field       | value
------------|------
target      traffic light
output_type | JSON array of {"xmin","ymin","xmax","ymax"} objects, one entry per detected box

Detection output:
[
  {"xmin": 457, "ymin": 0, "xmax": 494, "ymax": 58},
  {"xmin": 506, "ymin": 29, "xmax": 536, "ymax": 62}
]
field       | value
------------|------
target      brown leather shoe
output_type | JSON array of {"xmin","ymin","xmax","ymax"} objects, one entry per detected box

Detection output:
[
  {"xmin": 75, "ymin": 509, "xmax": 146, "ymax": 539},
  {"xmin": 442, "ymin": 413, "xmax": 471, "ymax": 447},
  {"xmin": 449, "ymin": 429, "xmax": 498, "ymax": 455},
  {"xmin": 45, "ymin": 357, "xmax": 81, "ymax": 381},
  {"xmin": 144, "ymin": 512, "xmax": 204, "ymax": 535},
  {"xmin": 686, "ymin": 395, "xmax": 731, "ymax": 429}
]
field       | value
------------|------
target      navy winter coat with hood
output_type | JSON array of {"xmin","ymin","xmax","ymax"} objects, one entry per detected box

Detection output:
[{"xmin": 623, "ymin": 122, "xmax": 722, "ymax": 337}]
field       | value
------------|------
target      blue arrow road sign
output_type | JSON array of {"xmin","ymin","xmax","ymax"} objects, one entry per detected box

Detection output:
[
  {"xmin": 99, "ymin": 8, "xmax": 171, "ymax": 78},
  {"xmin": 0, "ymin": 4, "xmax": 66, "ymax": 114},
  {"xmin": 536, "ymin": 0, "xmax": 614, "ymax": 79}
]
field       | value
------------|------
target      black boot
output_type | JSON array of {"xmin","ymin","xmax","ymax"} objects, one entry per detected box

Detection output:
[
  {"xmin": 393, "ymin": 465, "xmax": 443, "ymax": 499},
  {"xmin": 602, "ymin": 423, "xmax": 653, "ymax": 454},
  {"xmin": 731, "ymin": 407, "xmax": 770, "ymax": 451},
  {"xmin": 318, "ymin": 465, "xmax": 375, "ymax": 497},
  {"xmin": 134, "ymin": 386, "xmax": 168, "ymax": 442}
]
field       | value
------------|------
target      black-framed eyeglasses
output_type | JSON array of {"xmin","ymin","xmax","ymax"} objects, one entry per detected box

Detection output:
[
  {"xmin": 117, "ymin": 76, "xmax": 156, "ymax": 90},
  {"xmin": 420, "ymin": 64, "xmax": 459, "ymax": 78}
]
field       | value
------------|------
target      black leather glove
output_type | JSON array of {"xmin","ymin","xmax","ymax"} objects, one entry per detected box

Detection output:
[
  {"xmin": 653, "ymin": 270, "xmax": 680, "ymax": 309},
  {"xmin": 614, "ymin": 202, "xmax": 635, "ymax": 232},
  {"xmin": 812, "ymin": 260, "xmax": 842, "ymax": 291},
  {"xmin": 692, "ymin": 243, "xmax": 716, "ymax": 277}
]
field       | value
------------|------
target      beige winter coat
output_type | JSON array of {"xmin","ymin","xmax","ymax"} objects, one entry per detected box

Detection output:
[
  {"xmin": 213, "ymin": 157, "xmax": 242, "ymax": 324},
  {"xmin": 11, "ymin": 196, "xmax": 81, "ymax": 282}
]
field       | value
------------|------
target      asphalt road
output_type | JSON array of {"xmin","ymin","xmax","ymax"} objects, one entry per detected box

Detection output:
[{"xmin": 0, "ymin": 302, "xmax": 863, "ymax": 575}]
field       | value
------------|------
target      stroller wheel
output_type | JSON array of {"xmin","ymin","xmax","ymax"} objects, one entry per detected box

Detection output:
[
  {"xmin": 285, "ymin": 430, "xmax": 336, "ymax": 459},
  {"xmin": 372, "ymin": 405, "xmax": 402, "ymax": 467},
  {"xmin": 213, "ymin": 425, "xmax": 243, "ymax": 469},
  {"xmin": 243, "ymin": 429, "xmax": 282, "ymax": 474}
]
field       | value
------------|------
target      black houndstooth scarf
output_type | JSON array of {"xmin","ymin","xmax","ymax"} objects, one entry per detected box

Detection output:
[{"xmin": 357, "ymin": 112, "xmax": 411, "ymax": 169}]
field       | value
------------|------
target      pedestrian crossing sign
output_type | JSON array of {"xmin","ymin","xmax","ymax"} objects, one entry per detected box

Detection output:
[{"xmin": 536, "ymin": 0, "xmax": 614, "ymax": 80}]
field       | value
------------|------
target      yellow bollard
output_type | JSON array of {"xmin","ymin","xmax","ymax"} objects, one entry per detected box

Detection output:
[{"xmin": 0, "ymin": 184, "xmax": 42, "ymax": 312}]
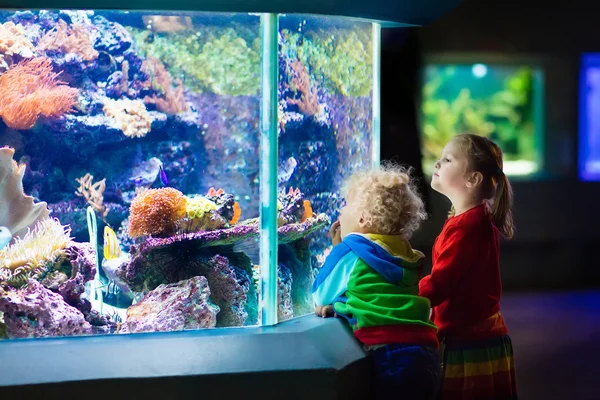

■ ■ ■

• [OBJECTIVE] Which lines of the data above contain the string "coat"? Return every one of them in full, matching case exactly.

• [FULL SOLUTION]
target      navy winter coat with hood
target      beige winter coat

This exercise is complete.